Lanjutkan berita tentang pemaparan hasil penelitian kopi Gayo di bawah, mulai setelah kalimat terakhir yang ada.

**PETIKAN PILIHAN**
----------
Hasil Penelitian Pusat Riset Kopi dan Kakao Aceh USK di Gayo Didiseminasikan

16 Maret 2022

  




Takengon  | Indonesia Berkibar News -
Pusat Riset Kopi dan Kakao Aceh Universitas Syiah Kuala Banda Aceh pada tahun 2021 yang lalu telah melakukan penelitian tentang Penggunaan Bahan Agrokimia dan Pemanfaatan Limbah Rumah Tangga Pada Daerah Sentra Produksi Kopi Kabupaten Aceh Tengah dan Bener Meriah. Hasil penelitian yang merupakan kerjasama Pusat Riset Kopi dan Kakao Aceh USK dengan Fair Trade Indonesia tersebut, Rabu (16/03/2022) didiseminasikan dihadapat para pihak terkait di dua kabupaten penghasil utama kopi arabika Gayo yaitu Aceh Tenmgah dan Bener Meriah, bertempat di meeting room Hotel grand Renggali, Takengon.

Hadir dalam acara diseminasi hasil penelitian tersebut, Asisten Administrasi Umum (Asisten 3) Setdakab Aceh Tengah, Arslan Abd. Wahab, SE, MM mewakili Bupati Aceh Tengah, Asisten Administrasi Pembangunan (Asisten 2) Setdakab. Bener Meriah, Drh Sofyan mewakili Bupati Bener Meriah. Selain itu juga hadir perwakilan dari Dinas Pertanian dan Perkebunan Aceh, Dinas Pertanian Aceh Tengah dan bener Meriah, Dinas Perkebunan Aceh Tengah, Masyarakat Perlindungan Kopi Gayo (MKPG), perwakilan koperasi eksportir kopi Gayo dan para pemerhati kopi Gayo.

Asisten 3 Setdakab Aceh Tengah, Arslan Abd. Wahab dalam sambutannya ketika membuka diseminasi ini, menyampaikan bahwa Pemerintah Kabupaten Aceh Tengah sangat mengapresiasi dilakukannya penelitian ini, karena ini menyangkut keberlangsungan kopi Gayo yang selama ini menjadi penyangga utama perekonomian masyarakat di daerahnya.
----------
**DATA YANG DITAMPILKAN**
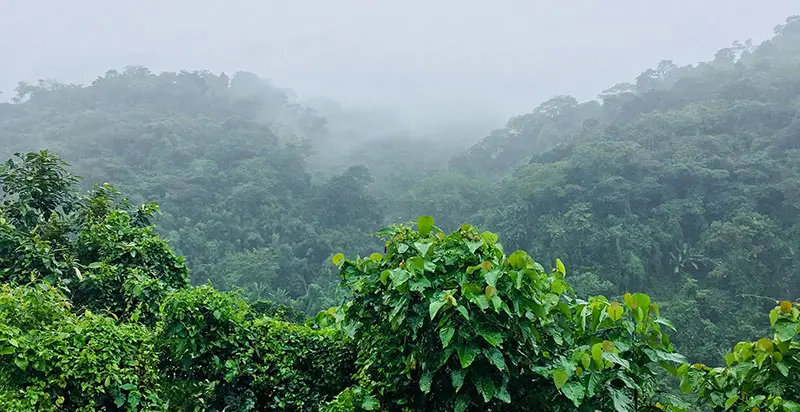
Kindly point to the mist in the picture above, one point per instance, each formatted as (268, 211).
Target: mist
(428, 62)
----------
**JAWABAN LATIHAN**
"Pemerintah Kabupaten Aceh Tengah sangat mengapresiasi penelitian yang telah dilakukan oleh Pusat Riset Kopi dan Kakao Aceh ini, hasil penelitian ini sangat penting untuk keberlangsungan kopi Gayo yang kita ketahui telah berperan sebagai penyangga utama perekonomian masyarakat kita" ungkap Arslan.

Arslan menambahkan, pengalaman burut beberapa tahun lalu dimana kopi Gayo pernah ditolak oleh buyer Uni Eropa karena ditengarai mengandung gliphosate melebihi ambang batas keamanan pangan, harus menjadi pelajaran berharga agar tidak terulang pada masa yang akan datang.

Untuk itu Arslan berjanji, pihaknya  akan menindak lanjuti hasil penelitian ini dengan menyiapkan regulasi daerah untuk menjaga eksistensi kopi Gayo di Kabupaten Aceh Tengah, karena menurutnya 90 persen produksi kopi Gayo adalah untuk mengisi pangsa pasar eskpor, jika ekspor terkendala, tentu pemasaran kopi gayo juga akan terhambat, dan itu akan merugikan petani.

"Penelitan apapun tidak akan berarti apa-apa jika tidak ditindak lanjuti oleh pemangku kebijakan, oleh karena ini kami berjanji akan melanjuti hasil penelitian ini melalui regulasi yang bertujuan untuk melindungi petani kopi Gayo" lanjutnya.

Sementara itu Kepala Pusat Riset Kopi dan Kakao Aceh USK, Prof. Dr. Ir. Abubakar Karim, M Sc, dalam paparannya menyampaikan bahwa penelitian yang dilakukan oleh pihaknya mengambil sampel responden petani konvensional dan petani anggota koperasi yang telah terafiliasi dengan Fair Tarde Indonesia dengan menitik beratkan pada penggunaan agrokimia dan pemanfaatan limbah rumah tangga dalam budidaya kopi arabika Gayo di dua kabupaten penghasail utama kopi arabika Gayo.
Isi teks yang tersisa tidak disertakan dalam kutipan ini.